**SET OF TASKS**
1. Do the following statements agree with the Ebola article? Answer yes or no for each, and quote the article's deciding words exactly.
(a) The patient isolated at Mount Sinai Hospital in New York tested positive for Ebola.
(b) Two American patients with confirmed Ebola diagnoses are at Emory University Hospital in Atlanta.
(c) More than 900 people have died in the outbreak.
2. Reproduce everything in the Ebola article from "The virus has" down to "the United States.", word for word.
(EXTRACTED TEXT)
Now that the Ebola outbreak in West Africa has jumped overseas, The World Health Organization (WHO) has declared the epidemic an international health emergency.
The virus has already spread throughout Guinea, Nigeria, Liberia and Sierra Leone, and more than 900 people have died. WHO insists that support from other countries are needed to stop the virus. There have also been confirmed cases in Saudi Arabia, Asia, and even here in the United States.
“The possible consequences of further international spread are particularly serious in view of the virulence of the virus, the intensive community and health facility transmission patterns, and the weak health systems in the currently affected and most at-risk countries,” a WHO representative said. “A coordinated international response is deemed essential to stop and reverse the international spread of Ebola.”
Even though the confirmed cases resulting in death have all been overseas, diagnosed instances and alleged cases in the past week have raised concern. There are two American patients with confirmed Ebola diagnoses at Atlanta’s Emory University Hospital who are being monitored for signs of progression. In New York, an American man was put in isolation at Mount Sinai Hospital and tested for the virus after returning to the States with possible Ebola symptoms from a trip to West Africa. The New York patient’s test results for the virus were found negative.
While reports about U.S. cases are all over the news, WHO says that misinformation about the virus and its affects is causing more harm than good. WHO Assistant Director for health security Dr. Keiji Fukuda says that while Ebola is infectious, it can also be contained.”What (misinformation) is doing is that it helps foster suspicion and anxiety in communities,” he said. “and when that happens we see a situation where people are reluctant to go to health facilities or maybe reluctant to bring their family members there. And it underscores the importance of communities being aware and understanding, but we also see that fear impacts other countries.”
(End EXTRACTED TEXT)
(DATASET RECORDS)
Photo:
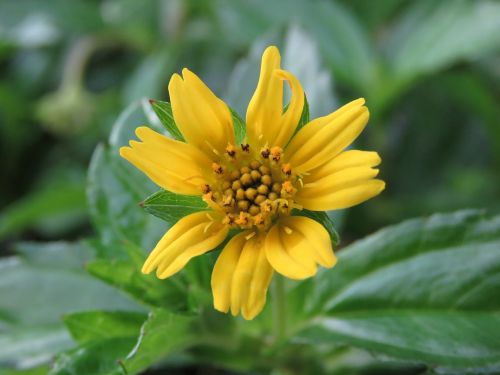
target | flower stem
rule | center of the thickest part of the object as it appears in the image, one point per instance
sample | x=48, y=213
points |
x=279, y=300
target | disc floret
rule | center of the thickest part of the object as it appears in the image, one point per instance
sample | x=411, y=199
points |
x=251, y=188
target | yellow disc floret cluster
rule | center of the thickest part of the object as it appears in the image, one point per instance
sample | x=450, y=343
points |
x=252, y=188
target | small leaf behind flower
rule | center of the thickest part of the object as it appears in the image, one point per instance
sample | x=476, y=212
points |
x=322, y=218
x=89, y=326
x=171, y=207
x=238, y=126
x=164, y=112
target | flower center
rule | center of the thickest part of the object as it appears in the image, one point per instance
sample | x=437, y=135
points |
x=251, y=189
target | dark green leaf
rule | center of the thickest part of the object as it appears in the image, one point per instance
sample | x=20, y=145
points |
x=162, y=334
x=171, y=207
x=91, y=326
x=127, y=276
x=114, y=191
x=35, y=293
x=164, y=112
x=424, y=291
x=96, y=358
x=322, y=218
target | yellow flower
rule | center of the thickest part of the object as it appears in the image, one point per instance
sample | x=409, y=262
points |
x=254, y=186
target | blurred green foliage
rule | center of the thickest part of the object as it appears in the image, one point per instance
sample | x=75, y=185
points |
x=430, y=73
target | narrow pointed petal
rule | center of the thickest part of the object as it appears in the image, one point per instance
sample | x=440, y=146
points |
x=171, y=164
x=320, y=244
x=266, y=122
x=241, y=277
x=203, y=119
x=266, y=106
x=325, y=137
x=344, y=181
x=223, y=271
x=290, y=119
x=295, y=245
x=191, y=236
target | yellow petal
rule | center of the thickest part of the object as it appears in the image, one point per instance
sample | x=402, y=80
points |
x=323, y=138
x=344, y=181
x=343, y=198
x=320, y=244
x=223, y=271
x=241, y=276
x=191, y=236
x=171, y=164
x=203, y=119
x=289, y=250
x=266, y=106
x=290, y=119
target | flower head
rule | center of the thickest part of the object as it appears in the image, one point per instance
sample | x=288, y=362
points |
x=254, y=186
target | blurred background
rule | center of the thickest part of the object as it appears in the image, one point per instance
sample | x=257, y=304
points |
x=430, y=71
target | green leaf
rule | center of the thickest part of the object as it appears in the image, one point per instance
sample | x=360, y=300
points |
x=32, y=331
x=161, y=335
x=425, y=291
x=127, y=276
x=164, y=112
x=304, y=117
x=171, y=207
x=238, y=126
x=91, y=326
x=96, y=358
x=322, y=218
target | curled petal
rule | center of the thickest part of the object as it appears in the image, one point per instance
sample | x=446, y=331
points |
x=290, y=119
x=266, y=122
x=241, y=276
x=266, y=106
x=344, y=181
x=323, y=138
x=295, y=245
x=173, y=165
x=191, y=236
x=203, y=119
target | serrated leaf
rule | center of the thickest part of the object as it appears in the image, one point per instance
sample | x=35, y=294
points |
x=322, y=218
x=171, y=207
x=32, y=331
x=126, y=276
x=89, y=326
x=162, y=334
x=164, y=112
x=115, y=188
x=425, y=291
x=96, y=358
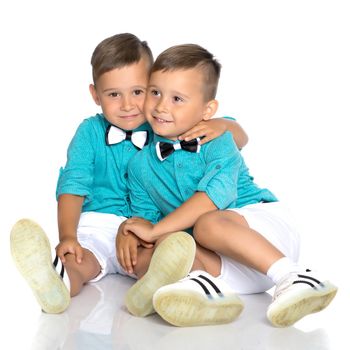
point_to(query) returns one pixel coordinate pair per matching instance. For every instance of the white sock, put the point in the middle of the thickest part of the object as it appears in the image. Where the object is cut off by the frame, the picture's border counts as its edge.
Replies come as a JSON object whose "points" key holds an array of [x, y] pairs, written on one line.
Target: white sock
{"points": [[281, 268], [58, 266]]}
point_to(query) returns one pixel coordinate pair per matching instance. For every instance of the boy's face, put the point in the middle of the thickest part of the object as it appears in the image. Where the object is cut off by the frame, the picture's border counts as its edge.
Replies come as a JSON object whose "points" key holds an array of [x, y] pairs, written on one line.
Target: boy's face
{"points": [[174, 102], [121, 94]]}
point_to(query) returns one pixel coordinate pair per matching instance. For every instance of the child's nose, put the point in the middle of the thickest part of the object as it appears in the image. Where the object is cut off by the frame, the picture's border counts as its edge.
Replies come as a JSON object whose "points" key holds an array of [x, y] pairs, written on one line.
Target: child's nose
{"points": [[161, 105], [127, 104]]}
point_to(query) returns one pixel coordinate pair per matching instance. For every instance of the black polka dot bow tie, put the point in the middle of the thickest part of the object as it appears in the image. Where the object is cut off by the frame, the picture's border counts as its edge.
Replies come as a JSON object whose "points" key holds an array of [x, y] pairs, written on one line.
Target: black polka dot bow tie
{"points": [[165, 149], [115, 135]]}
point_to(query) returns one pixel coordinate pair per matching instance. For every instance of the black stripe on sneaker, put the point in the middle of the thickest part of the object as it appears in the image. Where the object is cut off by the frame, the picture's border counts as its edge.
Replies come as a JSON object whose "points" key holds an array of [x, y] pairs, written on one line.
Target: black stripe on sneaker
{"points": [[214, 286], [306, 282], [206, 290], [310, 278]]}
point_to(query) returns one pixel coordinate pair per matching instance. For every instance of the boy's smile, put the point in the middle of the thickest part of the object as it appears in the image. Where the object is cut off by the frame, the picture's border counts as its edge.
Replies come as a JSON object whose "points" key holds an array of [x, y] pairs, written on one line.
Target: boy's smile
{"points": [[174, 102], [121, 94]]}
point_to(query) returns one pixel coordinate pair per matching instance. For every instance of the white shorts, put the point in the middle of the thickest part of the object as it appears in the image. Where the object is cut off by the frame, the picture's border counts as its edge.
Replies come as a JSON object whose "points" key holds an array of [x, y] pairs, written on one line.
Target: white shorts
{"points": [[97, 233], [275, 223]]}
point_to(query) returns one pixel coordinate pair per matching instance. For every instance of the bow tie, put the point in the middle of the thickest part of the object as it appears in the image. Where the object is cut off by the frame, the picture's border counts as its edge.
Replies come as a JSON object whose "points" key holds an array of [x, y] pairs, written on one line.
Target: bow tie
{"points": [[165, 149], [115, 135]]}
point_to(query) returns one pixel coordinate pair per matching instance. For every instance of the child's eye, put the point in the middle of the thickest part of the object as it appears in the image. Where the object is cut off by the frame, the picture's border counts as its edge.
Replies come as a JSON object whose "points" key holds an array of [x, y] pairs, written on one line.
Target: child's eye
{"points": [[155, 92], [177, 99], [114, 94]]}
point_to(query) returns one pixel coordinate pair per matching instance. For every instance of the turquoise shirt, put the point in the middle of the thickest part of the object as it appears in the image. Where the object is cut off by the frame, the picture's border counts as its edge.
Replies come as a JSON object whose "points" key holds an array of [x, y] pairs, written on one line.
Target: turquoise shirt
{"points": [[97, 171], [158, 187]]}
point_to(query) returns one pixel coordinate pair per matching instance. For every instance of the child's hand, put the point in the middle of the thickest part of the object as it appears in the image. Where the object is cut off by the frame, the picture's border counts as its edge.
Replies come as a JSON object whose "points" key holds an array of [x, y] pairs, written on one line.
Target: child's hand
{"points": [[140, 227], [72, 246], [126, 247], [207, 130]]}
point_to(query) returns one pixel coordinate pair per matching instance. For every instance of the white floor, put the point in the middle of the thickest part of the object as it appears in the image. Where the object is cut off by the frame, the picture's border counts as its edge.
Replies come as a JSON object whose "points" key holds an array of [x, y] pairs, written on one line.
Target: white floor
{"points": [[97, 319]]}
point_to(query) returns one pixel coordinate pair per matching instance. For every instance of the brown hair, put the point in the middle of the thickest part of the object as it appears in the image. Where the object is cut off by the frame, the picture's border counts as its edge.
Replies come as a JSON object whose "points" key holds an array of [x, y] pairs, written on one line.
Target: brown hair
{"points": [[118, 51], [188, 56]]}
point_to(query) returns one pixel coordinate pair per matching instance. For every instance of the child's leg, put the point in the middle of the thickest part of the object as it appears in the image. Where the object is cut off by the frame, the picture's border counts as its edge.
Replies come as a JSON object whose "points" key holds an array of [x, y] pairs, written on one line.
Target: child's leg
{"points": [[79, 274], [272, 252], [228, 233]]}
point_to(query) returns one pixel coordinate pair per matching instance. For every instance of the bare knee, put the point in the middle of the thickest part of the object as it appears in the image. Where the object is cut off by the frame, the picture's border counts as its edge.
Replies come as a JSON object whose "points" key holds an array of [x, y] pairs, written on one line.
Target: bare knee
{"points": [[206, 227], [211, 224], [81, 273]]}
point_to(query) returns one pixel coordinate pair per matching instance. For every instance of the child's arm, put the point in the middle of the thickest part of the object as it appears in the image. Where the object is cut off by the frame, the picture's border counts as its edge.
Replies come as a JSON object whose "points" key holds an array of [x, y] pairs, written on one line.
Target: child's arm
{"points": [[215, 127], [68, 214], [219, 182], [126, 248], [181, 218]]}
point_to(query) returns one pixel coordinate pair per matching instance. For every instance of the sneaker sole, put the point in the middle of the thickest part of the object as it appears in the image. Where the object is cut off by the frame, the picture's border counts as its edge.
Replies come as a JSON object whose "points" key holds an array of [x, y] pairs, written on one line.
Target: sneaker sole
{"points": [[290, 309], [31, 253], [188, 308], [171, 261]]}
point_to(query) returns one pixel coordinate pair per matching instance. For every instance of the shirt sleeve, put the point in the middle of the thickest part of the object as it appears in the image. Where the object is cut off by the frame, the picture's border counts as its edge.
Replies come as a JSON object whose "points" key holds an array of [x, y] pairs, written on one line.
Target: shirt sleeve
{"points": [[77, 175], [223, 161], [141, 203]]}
(End DATASET RECORDS)
**RESULTS FOR THE EXERCISE**
1.
(a) No: "The New York patient’s test results for the virus were found negative."
(b) Yes: "There are two American patients with confirmed Ebola diagnoses at Atlanta’s Emory University Hospital"
(c) Yes: "more than 900 people have died."

2.
The virus has already spread throughout Guinea, Nigeria, Liberia and Sierra Leone, and more than 900 people have died. WHO insists that support from other countries are needed to stop the virus. There have also been confirmed cases in Saudi Arabia, Asia, and even here in the United States.